(Entries from a dataset)
## start
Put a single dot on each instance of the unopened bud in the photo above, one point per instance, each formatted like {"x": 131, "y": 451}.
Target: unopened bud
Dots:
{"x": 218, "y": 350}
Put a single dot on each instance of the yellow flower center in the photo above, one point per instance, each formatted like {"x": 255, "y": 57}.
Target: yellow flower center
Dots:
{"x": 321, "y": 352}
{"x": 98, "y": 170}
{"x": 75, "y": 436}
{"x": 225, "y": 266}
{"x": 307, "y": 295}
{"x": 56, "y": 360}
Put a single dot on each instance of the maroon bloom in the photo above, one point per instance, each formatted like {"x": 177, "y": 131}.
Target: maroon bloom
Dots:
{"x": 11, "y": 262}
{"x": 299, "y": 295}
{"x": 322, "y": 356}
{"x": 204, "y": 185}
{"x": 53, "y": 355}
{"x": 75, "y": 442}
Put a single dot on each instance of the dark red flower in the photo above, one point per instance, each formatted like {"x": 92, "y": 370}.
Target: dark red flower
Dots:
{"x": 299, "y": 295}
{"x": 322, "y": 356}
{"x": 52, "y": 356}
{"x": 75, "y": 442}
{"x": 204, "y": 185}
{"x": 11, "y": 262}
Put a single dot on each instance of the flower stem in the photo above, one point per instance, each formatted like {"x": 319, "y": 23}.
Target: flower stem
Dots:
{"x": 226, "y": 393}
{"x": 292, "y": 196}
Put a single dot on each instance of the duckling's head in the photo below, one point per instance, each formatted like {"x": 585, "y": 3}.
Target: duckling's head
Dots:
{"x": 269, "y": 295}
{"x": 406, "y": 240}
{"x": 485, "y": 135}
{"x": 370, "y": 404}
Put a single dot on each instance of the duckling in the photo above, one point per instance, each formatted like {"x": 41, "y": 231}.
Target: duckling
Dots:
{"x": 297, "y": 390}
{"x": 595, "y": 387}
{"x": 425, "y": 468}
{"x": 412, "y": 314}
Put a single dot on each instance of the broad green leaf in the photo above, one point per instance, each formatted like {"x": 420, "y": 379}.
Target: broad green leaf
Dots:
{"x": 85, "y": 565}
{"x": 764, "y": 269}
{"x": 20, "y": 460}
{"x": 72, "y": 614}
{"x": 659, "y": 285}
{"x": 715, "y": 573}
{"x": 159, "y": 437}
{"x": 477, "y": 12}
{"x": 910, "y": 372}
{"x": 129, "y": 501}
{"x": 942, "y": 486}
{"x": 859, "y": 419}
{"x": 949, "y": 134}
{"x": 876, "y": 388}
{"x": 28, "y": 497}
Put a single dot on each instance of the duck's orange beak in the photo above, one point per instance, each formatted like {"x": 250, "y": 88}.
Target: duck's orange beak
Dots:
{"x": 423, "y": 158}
## end
● What to do
Please quote the records above exactly, without skipping a line.

● The completed task
Put a single dot on each instance of the unopened bud in the photo above, one point per instance, each formatted like {"x": 131, "y": 451}.
Target: unopened bud
Dots:
{"x": 218, "y": 350}
Put a single dot on each instance of the yellow flower center in the photo above, one point per instance, each formatted like {"x": 255, "y": 57}.
Target: yellow flower center
Dots:
{"x": 321, "y": 352}
{"x": 98, "y": 170}
{"x": 75, "y": 436}
{"x": 225, "y": 266}
{"x": 307, "y": 295}
{"x": 56, "y": 360}
Put a single dot on each instance of the maroon bloom in the photo above, one point per instance, each formatted like {"x": 177, "y": 131}.
Target: maroon bloom
Dots:
{"x": 11, "y": 262}
{"x": 299, "y": 295}
{"x": 322, "y": 356}
{"x": 204, "y": 185}
{"x": 53, "y": 355}
{"x": 75, "y": 442}
Put a single dot on each instance of the dark red flower in the photo above, one point per instance, each formatted like {"x": 92, "y": 370}.
Target: dark red flower
Dots:
{"x": 299, "y": 295}
{"x": 322, "y": 356}
{"x": 52, "y": 356}
{"x": 75, "y": 442}
{"x": 204, "y": 185}
{"x": 11, "y": 262}
Put a single dot on each instance of the flower stem in the photo above, one point per instance, each formatted like {"x": 319, "y": 23}.
Target: flower stem
Dots:
{"x": 226, "y": 393}
{"x": 292, "y": 196}
Put a single dot on each instance of the duckling's head in the photo below, one point per instance, each formatted like {"x": 585, "y": 3}.
Target: duckling's head
Dots:
{"x": 269, "y": 295}
{"x": 406, "y": 240}
{"x": 485, "y": 135}
{"x": 370, "y": 404}
Put a single dot on each instance of the duckling in the photo above, one point per instance, each formatted like {"x": 41, "y": 231}.
Target: duckling
Dots:
{"x": 297, "y": 390}
{"x": 595, "y": 387}
{"x": 425, "y": 468}
{"x": 412, "y": 314}
Put a single dot on each instance of the broad green leaf in the photo above, one point per instance, each formatted like {"x": 420, "y": 379}.
Target: broad green leaf
Dots:
{"x": 85, "y": 565}
{"x": 764, "y": 269}
{"x": 20, "y": 460}
{"x": 72, "y": 614}
{"x": 659, "y": 285}
{"x": 715, "y": 573}
{"x": 159, "y": 437}
{"x": 477, "y": 12}
{"x": 910, "y": 372}
{"x": 129, "y": 501}
{"x": 942, "y": 486}
{"x": 859, "y": 419}
{"x": 949, "y": 134}
{"x": 876, "y": 388}
{"x": 28, "y": 497}
Put a single dot on each instance of the duck's orange beak in the photo above, one point per instance, each formatted like {"x": 250, "y": 88}.
Target: duck's orange beak
Dots:
{"x": 423, "y": 158}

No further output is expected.